[Collected data]

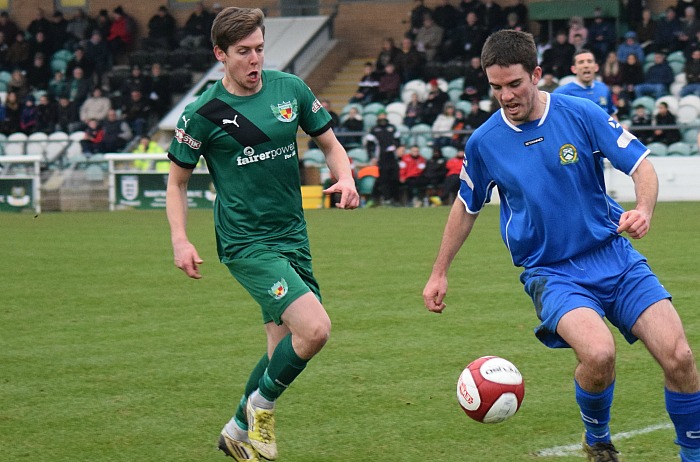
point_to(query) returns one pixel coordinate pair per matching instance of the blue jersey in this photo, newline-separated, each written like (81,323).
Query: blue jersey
(598,92)
(549,174)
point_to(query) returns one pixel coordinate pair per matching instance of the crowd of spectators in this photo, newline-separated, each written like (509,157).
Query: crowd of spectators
(58,73)
(453,36)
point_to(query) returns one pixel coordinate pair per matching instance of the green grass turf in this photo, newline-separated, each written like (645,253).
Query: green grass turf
(109,353)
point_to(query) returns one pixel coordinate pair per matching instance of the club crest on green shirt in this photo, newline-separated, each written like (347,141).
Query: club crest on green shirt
(285,111)
(278,290)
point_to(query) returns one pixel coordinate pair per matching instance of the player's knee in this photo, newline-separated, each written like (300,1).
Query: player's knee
(600,359)
(316,334)
(681,360)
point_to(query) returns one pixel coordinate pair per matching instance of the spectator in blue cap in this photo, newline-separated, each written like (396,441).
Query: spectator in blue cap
(630,46)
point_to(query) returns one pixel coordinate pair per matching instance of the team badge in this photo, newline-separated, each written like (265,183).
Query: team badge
(286,111)
(568,154)
(18,197)
(279,289)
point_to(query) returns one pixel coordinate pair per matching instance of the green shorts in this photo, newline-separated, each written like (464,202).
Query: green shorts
(275,278)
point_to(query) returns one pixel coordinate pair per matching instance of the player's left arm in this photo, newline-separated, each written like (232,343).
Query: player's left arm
(636,222)
(339,165)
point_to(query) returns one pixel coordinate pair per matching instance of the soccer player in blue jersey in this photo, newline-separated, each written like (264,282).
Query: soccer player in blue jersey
(545,153)
(245,126)
(586,85)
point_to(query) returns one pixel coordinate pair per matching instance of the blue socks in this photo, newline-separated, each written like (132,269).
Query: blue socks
(684,410)
(595,413)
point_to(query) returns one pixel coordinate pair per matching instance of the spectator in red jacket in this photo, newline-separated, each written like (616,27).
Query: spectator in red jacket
(451,184)
(411,167)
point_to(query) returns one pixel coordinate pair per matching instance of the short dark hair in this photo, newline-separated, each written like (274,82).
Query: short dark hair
(233,24)
(509,47)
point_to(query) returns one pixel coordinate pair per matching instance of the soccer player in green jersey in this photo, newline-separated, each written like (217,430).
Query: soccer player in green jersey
(245,127)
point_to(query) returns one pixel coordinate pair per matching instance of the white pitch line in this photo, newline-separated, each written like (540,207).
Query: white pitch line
(574,449)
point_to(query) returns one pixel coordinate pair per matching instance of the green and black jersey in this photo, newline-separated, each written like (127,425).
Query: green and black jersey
(249,144)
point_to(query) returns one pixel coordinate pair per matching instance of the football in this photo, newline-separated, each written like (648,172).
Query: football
(490,389)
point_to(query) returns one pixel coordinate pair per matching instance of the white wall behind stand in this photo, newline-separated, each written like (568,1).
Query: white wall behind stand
(679,180)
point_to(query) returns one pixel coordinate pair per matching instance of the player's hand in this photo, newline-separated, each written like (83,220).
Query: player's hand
(349,198)
(635,223)
(187,259)
(434,294)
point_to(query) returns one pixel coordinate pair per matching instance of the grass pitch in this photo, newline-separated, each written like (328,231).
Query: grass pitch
(109,353)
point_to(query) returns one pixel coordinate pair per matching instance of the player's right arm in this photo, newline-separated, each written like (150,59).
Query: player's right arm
(458,227)
(185,254)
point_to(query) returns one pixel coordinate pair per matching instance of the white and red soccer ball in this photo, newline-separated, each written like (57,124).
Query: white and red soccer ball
(490,389)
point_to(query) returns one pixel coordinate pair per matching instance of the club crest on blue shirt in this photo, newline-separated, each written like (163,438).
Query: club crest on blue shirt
(286,111)
(568,154)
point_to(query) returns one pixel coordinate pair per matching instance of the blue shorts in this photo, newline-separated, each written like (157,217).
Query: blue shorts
(613,279)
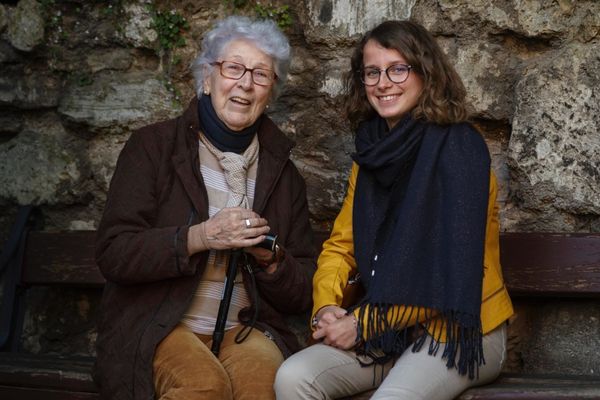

To be done
Copy every line of the records above word for word, omitting the pictures from your answer.

Result
point_to(query) returns one pixel coordinate pair per matching instance of the blue jersey in this photo, newline-separated, each written like (81,323).
Query: blue jersey
(598,92)
(549,174)
point_to(query) returns one pixel coordinate pair per matching instance of the crowd of spectators in this photo, newline-separated, each written like (509,157).
Query: crowd of spectators
(58,73)
(453,36)
point_to(query) returns one pixel coordinate pair per matching instance of the green grass turf in this photo, newline-separated, each written like (645,253).
Query: green grass turf
(109,353)
point_to(query) returns one pixel coordinate pair per matching instance of the club crest on green shirt in this photo, newline-separated, each written like (347,141).
Query: club crest on green shirt
(285,111)
(278,290)
point_to(query) returns one pixel coordinate pair per matching instance of the player's knee in this photo, newline-separated, each written like (300,1).
Query: player's knee
(600,359)
(316,334)
(681,360)
point_to(query) returns one pixel coordinate pair per matching instance of the spectator in blue cap in this photo, newline-separated, each written like (396,441).
Query: spectator in blue cap
(630,46)
point_to(query) returns one pixel coordinate pair per matching instance of the team badge in this photo, newline-separated, each written like (265,183).
Query: team badge
(286,111)
(568,154)
(18,197)
(279,289)
point_to(query) returns one pixel coordinate pair per matching instance of the green shorts in this photo, newline-separated, each written like (464,202).
Query: green shorts
(275,278)
point_to(query) returns one pixel coordinate pair per matching instance of the player's left arm in this photo, newline-separated, each written like (232,343).
Query: player's left arm
(636,222)
(339,165)
point_to(query) returns one pixel coordinate pair per matching instance of the soccer player in blue jersey in this photo, newline-separated, each written like (264,282).
Query: soccer player in blue jersey
(545,153)
(245,126)
(586,85)
point_to(query) returns one pixel coordinate pair per matching instance of the blue socks in this photo, newline-separated, each written like (132,269).
Query: blue socks
(684,410)
(595,413)
point_to(query) returns one pixel coordinate pair per matching instance of the spectator in red jacket in this photo, newline-separated, each written like (616,27).
Query: spectator in red jacket
(451,184)
(411,167)
point_to(query) returns one pixel coordinate pair per matching instance of the short dark hair in this photo, newline-separated, each written like (274,82).
Query: short dark hair
(233,24)
(509,47)
point_to(query) returns one pixel coordinate pair per matching instance of the soccer player in green jersey in this photo, newline-separated, each written like (217,430).
Query: soccer player in green jersey
(245,127)
point_to(query) returns one pixel coordinate pair per matching instance of the white pitch line in this photo, newline-separated, each written like (540,207).
Query: white pitch line
(574,449)
point_to(query) returns one pixel coordinate pair per matching instance of the green and black jersey in this photo, newline-separated, each written like (127,425).
Query: green and black jersey
(249,144)
point_to(query) returns one pixel coordinate pair per matching instance of the football in this photo, newline-separated, each written like (648,172).
Query: football
(490,389)
point_to(query) returns one pixel coordinate pair per matching instance of the white wall behind stand in this photo, newline-separated, each written like (568,1).
Query: white wall behind stand
(679,180)
point_to(query) returns one pixel coordinate pair per matching instance of the player's hand in this photo, newline-separated, each written like (83,220).
Query: player's hand
(349,198)
(635,223)
(187,259)
(434,294)
point_to(query) returns one pixel coordinate pair per matching instance of the grass pitch in this photo, newline-separated, each written like (328,231).
Query: grass pitch
(109,353)
point_to(query) returns one pixel coordinate pair per matching instance of the player's right arm in this photo, newline-separated, each written like (150,59).
Query: player's right arm
(458,227)
(185,254)
point_to(query) returns one pixel coordinate pair per matching instance of the white and red soccer ball in this photo, newline-separated, each written like (57,124).
Query: white and red soccer ball
(490,389)
point_to(query) returns one pixel coordinate pair per matching instance of the club crest on blue shirt in this photo, newline-separated, each written like (163,438).
Query: club crest on blue shirt
(286,111)
(568,154)
point_to(query) returns one pixel coordinate pair per matching instance of the blue shorts in this photo, newline-separated, each written like (157,217).
Query: blue shorts
(613,279)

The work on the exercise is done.